## Source material

>>>>

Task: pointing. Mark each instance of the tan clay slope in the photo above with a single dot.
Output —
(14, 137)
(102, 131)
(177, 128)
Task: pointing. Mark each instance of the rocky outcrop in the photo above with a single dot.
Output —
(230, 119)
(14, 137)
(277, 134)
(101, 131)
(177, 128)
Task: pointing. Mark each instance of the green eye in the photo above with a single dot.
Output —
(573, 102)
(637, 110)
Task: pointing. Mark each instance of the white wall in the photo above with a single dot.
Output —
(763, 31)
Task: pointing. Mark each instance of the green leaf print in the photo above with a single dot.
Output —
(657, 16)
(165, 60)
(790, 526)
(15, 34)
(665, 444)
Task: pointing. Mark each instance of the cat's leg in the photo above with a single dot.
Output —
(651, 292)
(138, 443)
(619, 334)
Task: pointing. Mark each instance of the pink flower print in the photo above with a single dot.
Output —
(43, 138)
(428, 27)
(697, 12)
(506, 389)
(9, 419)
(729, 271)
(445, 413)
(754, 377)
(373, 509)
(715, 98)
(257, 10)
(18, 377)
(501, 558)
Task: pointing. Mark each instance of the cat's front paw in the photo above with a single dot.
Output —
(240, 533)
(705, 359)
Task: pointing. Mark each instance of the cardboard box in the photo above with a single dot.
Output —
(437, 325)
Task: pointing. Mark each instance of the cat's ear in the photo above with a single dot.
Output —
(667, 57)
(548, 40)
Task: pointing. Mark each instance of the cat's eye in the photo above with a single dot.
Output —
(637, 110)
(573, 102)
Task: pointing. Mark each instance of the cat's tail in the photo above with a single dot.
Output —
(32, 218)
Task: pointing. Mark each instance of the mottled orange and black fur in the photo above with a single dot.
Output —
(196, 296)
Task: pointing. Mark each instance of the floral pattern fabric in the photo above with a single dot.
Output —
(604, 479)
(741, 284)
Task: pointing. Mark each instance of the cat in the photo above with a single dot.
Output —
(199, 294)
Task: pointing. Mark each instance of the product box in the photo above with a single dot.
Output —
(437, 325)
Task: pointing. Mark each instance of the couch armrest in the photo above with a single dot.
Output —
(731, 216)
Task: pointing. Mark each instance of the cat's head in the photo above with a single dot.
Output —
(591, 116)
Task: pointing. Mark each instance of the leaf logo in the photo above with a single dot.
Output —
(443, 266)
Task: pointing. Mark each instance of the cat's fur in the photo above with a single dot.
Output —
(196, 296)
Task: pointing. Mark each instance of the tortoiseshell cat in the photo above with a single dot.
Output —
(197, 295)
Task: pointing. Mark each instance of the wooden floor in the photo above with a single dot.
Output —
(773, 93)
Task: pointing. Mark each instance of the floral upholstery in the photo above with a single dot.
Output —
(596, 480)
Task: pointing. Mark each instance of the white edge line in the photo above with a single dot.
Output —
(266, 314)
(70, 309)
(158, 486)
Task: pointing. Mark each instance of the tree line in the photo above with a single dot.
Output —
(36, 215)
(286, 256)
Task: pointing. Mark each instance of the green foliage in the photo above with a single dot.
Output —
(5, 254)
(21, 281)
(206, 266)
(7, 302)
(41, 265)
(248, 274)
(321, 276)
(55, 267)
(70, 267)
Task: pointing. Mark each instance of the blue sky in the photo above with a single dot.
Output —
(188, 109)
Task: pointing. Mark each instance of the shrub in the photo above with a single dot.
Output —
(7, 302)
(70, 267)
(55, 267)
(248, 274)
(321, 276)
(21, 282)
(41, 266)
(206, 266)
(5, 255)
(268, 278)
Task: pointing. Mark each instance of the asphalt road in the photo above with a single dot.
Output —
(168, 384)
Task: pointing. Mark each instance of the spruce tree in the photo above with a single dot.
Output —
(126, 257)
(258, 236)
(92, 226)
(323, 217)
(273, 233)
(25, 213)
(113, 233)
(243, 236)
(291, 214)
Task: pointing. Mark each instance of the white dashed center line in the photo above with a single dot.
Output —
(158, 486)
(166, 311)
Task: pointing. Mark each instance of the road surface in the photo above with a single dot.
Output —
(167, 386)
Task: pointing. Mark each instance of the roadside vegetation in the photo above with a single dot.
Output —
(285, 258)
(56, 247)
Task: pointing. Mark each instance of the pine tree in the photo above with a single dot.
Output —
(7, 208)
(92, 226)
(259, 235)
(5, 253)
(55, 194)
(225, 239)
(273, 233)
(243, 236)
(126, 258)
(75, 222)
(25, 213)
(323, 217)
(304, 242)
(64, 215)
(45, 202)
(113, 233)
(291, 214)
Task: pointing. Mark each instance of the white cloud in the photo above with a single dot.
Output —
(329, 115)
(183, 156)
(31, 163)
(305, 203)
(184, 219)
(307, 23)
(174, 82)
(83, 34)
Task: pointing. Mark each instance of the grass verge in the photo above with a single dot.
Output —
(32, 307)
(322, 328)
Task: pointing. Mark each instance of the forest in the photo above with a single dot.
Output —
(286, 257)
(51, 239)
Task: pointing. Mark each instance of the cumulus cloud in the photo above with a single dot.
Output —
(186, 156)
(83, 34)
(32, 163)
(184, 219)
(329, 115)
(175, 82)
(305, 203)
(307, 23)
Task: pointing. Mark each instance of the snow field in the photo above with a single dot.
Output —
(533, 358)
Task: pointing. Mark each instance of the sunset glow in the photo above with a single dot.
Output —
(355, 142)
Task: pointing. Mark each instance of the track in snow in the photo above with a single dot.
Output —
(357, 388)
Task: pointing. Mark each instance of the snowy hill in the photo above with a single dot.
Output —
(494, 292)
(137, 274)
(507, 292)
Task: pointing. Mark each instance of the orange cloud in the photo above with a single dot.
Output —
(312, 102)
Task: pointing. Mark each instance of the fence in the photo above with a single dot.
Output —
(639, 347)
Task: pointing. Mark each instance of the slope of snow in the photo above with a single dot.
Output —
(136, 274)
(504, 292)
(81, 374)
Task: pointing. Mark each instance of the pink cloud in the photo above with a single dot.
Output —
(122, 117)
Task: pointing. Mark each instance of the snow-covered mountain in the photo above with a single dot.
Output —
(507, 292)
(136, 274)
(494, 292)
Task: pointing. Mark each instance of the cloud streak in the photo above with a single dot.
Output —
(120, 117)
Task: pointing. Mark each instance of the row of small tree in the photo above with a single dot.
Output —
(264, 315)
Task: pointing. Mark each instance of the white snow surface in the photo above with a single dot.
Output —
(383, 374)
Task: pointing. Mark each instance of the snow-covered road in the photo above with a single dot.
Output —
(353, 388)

<<<<

## Your assignment
Pull every line containing "surface" out of the entries.

## Final answer
Task: pointing. Mark each instance of the road surface in the photo above with a single dot.
Task: pointing. Mark each instance of the white snow surface in the photo above with a single dot.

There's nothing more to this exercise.